─── SOURCE MATERIAL ───

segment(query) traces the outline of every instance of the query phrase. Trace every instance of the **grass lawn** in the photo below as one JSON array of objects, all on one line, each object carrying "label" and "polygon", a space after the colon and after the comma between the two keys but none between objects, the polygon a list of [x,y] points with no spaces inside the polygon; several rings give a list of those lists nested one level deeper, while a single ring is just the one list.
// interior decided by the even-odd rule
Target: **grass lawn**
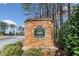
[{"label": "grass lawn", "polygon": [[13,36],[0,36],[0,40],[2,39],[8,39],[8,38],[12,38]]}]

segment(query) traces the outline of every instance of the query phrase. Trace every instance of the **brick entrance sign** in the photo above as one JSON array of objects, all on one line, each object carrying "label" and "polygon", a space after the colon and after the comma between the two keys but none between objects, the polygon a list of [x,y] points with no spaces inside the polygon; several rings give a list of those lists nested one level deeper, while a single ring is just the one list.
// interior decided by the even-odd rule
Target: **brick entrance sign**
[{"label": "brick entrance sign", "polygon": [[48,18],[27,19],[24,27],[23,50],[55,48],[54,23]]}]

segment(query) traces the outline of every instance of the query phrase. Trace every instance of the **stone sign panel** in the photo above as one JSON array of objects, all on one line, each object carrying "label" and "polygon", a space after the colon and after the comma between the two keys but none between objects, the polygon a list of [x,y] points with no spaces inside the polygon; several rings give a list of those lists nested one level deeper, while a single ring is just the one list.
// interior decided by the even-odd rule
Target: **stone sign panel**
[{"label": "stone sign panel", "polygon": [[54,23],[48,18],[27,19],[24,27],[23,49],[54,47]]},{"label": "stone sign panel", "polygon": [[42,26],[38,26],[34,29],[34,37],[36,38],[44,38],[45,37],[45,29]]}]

───
─── SOURCE MATERIAL ───

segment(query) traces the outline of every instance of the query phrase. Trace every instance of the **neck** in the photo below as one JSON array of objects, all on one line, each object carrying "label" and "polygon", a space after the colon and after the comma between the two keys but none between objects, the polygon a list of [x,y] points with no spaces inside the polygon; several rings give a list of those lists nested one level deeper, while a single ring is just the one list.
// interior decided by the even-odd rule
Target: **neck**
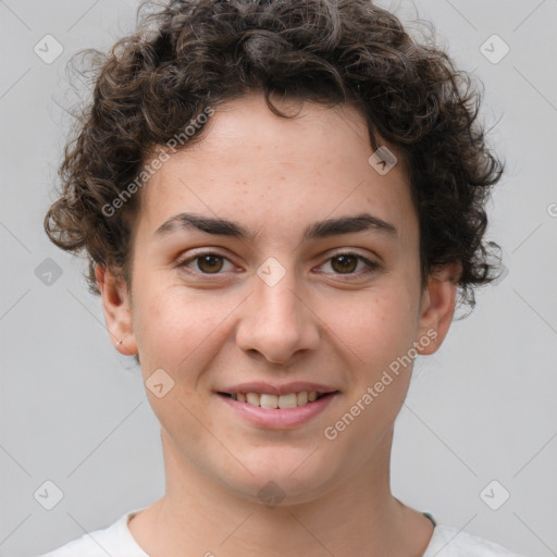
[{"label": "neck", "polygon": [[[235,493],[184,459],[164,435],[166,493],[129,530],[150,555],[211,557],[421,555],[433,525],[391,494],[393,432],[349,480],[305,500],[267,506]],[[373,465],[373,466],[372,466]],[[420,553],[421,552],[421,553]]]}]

───
─── SOURCE MATERIAL ───

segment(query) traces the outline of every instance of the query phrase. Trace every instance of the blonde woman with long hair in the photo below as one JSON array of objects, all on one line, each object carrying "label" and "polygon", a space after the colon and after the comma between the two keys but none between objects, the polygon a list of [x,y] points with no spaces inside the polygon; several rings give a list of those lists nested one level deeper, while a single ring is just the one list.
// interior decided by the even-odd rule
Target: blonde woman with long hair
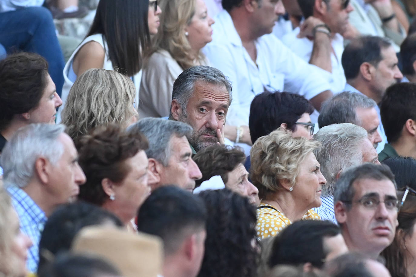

───

DIRECTIONS FOR THIS TASK. Pick out every line of the records that contains the string "lawn", matching case exactly, and copy each one.

TASK OUTPUT.
segment(query) traces the outline of every instance of the query phrase. Trace every instance of the **grass lawn** in the photo below as one JSON array of objects, all on one line, each object carrying "label" and "polygon", a space after the colon and after the comma between the two keys but none between objects, the polygon a list of [x,y] points with no spaces inside the polygon; several rings give a list of those lists nested one level deeper, while a single ring is just the one list.
Target: **grass lawn**
[{"label": "grass lawn", "polygon": [[13,36],[0,36],[0,40],[2,39],[8,39],[8,38],[12,38]]}]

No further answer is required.